- TASK BRIEF
Rewrite the stretch of data from its start through the line containing "Return the mask of every instance of the unopened", replacing "unopened bud" with "closed bud" and keeping all else unchanged. Give only those lines.

- RECORD SET
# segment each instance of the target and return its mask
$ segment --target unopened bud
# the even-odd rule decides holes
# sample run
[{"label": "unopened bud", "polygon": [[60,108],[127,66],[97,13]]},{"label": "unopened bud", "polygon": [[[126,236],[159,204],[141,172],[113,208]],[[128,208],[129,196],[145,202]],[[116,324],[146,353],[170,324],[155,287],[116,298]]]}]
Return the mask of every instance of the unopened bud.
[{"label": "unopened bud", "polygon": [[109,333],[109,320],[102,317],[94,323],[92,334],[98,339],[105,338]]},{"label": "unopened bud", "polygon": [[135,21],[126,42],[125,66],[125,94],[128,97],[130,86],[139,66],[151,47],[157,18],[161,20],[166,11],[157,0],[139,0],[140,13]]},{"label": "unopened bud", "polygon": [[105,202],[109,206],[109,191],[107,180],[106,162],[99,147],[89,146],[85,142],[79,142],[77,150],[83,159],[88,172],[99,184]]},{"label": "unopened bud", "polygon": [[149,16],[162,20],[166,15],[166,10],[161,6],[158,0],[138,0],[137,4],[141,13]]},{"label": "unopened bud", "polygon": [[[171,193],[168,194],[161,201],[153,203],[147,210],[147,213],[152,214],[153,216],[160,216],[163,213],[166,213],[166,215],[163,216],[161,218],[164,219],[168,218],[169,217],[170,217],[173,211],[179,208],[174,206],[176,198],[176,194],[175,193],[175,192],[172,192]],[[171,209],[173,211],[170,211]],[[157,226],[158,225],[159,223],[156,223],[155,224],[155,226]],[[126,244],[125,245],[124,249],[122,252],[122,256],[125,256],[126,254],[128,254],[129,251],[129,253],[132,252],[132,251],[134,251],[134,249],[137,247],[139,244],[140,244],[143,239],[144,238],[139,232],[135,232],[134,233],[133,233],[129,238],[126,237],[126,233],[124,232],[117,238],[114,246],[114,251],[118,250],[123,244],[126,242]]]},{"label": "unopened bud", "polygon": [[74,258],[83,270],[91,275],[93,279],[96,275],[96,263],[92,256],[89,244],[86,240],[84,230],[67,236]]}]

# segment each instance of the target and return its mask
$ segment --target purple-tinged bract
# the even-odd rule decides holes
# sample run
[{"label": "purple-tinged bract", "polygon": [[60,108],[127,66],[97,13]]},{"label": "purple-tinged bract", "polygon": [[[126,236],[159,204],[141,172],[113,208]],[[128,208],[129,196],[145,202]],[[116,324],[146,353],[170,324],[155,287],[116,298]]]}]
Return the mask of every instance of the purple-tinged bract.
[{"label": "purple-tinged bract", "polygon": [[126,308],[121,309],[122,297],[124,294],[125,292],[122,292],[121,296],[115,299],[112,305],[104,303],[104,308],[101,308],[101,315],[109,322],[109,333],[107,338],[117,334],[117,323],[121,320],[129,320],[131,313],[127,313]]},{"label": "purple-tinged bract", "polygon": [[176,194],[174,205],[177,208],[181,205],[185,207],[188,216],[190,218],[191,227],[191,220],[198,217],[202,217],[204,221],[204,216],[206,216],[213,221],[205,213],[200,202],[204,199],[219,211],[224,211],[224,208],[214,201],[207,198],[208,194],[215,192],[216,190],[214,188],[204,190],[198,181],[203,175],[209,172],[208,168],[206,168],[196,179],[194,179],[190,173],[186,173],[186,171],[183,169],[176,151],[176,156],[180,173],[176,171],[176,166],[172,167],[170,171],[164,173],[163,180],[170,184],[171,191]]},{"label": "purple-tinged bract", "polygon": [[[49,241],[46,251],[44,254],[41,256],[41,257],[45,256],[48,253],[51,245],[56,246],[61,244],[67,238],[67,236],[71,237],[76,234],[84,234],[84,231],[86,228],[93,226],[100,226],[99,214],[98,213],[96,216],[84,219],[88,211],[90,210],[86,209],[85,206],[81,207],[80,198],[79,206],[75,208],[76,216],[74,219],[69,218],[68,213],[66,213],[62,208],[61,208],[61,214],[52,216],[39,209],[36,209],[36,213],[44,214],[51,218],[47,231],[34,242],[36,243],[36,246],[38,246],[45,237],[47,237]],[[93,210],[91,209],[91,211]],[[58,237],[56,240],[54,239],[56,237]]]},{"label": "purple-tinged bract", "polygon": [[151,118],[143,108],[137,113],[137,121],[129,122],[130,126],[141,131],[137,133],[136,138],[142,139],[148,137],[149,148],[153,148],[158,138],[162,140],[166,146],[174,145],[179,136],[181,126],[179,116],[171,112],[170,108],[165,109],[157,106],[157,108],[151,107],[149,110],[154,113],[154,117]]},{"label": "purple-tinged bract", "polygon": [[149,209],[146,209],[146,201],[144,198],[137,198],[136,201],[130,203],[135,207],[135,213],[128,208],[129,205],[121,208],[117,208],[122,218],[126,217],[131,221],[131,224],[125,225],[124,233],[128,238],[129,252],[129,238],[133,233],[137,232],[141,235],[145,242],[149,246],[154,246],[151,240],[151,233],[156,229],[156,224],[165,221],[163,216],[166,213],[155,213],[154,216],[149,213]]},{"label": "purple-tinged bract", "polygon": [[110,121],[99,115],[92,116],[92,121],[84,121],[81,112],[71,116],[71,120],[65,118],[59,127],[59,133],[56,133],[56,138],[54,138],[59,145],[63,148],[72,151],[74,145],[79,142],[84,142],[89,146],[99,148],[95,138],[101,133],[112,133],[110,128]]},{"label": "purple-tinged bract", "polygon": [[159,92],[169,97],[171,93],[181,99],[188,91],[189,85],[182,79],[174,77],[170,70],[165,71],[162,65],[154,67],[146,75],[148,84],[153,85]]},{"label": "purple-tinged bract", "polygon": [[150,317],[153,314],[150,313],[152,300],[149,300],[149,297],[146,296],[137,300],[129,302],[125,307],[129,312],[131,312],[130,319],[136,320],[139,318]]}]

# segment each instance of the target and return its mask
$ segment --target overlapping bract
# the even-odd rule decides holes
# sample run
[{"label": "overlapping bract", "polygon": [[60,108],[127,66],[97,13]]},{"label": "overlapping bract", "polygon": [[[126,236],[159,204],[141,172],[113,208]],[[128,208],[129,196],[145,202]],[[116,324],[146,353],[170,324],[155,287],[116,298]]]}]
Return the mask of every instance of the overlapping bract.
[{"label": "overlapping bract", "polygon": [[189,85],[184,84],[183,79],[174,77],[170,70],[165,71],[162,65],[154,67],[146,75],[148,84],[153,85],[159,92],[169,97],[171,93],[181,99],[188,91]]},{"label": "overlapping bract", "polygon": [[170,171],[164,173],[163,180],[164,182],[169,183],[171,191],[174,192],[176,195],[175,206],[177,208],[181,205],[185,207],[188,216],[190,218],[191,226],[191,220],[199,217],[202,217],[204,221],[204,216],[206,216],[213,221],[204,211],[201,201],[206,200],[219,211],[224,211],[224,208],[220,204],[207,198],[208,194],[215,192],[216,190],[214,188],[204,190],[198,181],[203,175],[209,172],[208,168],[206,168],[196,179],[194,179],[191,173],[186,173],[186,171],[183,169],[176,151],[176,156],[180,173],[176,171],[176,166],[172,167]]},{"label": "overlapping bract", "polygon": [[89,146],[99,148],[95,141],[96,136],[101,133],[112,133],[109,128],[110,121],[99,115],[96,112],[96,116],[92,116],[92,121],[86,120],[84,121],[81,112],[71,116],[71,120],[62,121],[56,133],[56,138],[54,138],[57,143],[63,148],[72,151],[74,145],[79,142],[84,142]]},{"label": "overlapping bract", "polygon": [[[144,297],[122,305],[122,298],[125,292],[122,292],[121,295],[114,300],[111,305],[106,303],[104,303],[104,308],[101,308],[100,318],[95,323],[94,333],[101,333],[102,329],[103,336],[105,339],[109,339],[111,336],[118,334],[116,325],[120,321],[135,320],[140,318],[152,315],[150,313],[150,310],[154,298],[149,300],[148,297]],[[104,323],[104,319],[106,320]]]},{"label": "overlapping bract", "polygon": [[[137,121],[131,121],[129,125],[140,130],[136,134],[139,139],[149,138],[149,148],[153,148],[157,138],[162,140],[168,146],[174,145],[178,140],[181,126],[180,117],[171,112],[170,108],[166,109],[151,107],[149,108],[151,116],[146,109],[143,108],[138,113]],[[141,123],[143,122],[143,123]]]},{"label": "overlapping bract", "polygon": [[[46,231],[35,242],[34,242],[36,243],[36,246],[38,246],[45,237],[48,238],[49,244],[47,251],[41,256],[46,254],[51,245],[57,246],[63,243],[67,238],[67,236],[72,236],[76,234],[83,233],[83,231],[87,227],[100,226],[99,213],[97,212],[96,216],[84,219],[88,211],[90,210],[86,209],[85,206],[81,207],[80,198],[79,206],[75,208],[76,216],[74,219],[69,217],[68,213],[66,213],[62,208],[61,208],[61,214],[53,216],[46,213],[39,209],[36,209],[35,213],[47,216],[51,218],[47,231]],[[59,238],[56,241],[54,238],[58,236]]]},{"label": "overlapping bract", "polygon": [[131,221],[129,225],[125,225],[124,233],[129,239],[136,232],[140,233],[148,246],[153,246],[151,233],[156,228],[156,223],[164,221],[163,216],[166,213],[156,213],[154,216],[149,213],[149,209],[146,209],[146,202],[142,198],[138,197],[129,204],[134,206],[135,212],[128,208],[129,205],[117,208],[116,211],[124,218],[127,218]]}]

- RESULT OF THIS TASK
# segment each instance of the target and return its mask
$ segment --target closed bud
# the even-odd rule decides holes
# sample run
[{"label": "closed bud", "polygon": [[60,108],[127,66],[97,13]]},{"label": "closed bud", "polygon": [[[126,236],[159,204],[141,172],[113,208]],[[128,208],[129,196],[145,202]],[[116,324],[146,353],[170,324],[155,287],[116,298]]]}]
Return the mask of every instance of the closed bud.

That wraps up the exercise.